◆ Tasks to complete:
A – Answer these about the Ocean City parking column, one answer per line, marked the same way:
(i) How many meetings had the parking task force held when it adjourned for the season?
(ii) What is the name of the consultant hired by the Town of Ocean City?
(iii) How many miles of beach does the consultant say Ocean City has?
B – In one to three sentences, explain why the Ocean City parking column says the town is going to change paid parking.
C – From the Ocean City parking column, extract the passage that begins at the words "After four meetings" and stops after "all these meetings.".

Thoughts From The Publisher’s Desk – May 3, 2019

Thoughts From The Publisher’s Desk – May 3, 2019

After four meetings and months to come to some sort of consensus, Ocean City’s parking task force adjourned for the season without a clear direction. I’m dumbfounded over the fact not one option has been removed from consideration or gained support after all these meetings.

Although paid consultants often get a bad rap, I think the parking guru hired by the Town of Ocean City was right this week when he tried to remind those on the task force this is not a complicated matter. It takes an outside perspective oftentimes to bring the matter back to reason. The fact is Ocean City is going to make some changes to paid parking because new funding will be needed for the next budget. Whether it’s increasing the per-hour rate at the town-owned lots like the Inlet or adding new paid parking spots to the prime oceanfront spots – both initiatives I think are needed to raise new dollars – there will be complaints. Nobody will be happy with paying more for parking than last year and having to pay to park where they previously did not. However, it’s important to note many consumers will not even notice it one bit. An argument could be made the unaware will represent the majority of the consumers. The vast majority of today’s visitors are not tuned into it as much as people may think, despite what social media haters may opine in the comments section of Internet articles.

Consultant Dan Kupferman put it this way this week when he seemed to question the legitimacy of the concerns being expressed by task force members over parking changes.

“You don’t think people are going to come to Ocean City?” he said. “People are willing to pay to do that. Ocean City is not going to become a ghost town because of paid parking. Parking is a limited resource and there’s a cost associated with it. All cities have paid parking and Ocean City is no different. The big difference is your paid parking is concentrated in a small area … You have this amazing beach. You have 10 miles of beach with parking in close proximity. It’s an amazing resource. Nobody wants to pay, but they do want to come here and they are willing to pay.”

◆ Records shown:

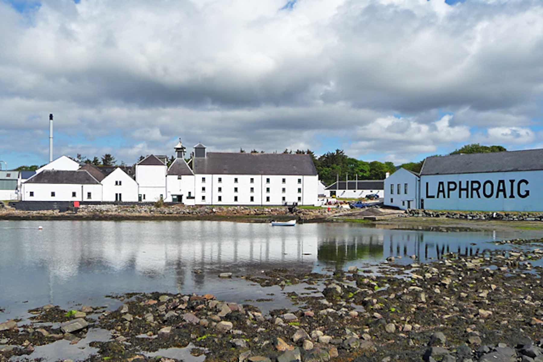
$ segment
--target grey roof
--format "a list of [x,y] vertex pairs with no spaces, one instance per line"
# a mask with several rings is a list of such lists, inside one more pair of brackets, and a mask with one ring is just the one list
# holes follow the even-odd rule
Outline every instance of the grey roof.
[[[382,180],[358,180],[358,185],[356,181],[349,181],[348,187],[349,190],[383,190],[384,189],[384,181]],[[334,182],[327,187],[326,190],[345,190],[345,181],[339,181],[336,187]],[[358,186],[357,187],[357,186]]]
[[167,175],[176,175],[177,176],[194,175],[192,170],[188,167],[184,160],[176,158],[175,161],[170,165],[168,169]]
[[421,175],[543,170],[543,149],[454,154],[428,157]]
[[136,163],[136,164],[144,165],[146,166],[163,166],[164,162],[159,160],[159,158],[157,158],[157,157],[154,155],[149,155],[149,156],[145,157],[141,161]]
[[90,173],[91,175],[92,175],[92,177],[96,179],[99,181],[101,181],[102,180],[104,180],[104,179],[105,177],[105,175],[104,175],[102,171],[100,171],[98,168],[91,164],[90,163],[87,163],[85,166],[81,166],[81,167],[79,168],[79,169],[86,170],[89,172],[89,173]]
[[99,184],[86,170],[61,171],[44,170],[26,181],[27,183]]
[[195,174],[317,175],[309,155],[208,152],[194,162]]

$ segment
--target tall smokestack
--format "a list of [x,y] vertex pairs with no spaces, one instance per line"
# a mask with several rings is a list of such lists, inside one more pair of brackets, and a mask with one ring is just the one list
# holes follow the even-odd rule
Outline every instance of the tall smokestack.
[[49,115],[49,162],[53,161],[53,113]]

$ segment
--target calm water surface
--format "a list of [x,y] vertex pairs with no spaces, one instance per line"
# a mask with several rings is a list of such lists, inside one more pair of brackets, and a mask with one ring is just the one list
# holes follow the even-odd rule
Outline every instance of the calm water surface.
==
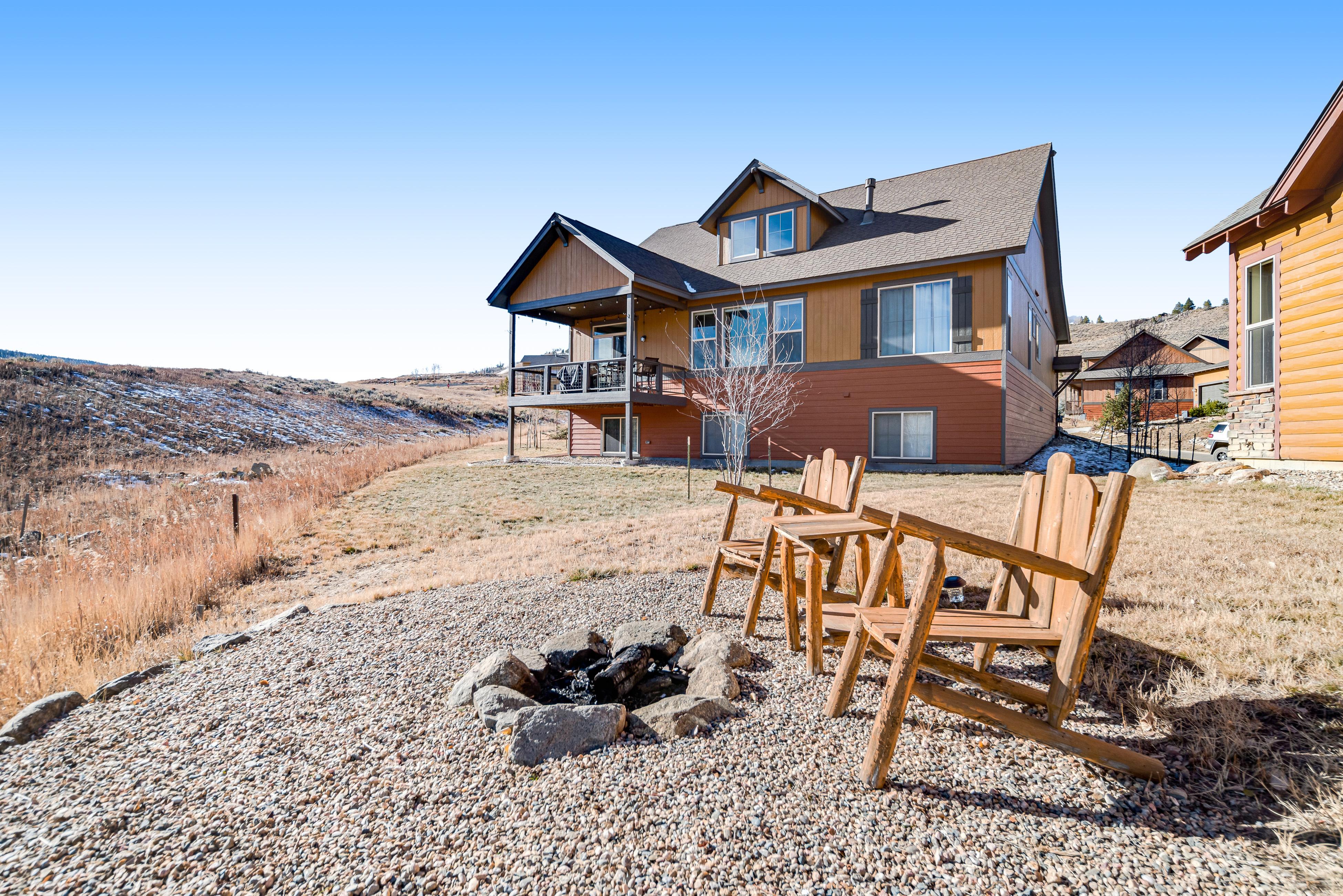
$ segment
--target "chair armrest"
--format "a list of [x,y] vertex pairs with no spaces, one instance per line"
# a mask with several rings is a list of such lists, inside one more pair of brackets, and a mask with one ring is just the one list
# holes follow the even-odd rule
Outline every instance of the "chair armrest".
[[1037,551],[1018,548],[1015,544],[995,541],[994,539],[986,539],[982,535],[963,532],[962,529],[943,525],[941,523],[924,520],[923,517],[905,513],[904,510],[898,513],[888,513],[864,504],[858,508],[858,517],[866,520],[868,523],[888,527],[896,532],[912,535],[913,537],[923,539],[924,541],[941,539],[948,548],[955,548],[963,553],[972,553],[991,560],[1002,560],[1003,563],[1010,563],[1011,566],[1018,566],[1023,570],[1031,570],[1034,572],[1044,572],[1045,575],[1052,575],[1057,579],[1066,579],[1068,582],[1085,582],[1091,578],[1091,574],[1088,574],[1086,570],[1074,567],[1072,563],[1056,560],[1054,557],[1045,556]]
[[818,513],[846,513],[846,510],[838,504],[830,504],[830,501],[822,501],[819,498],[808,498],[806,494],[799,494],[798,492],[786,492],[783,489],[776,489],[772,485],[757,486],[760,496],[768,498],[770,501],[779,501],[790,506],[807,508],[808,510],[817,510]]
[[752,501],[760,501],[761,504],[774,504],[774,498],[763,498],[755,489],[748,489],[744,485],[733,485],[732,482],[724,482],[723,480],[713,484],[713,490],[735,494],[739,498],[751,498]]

◆ Answers:
A –
(i) Four
(ii) Dan Kupferman
(iii) 10 miles

B – The column says Ocean City will make changes to paid parking because new funding will be needed for the next budget. Raising the per-hour rate at town-owned lots or adding paid spots at prime oceanfront locations would bring in new dollars.

C –
After four meetings and months to come to some sort of consensus, Ocean City’s parking task force adjourned for the season without a clear direction. I’m dumbfounded over the fact not one option has been removed from consideration or gained support after all these meetings.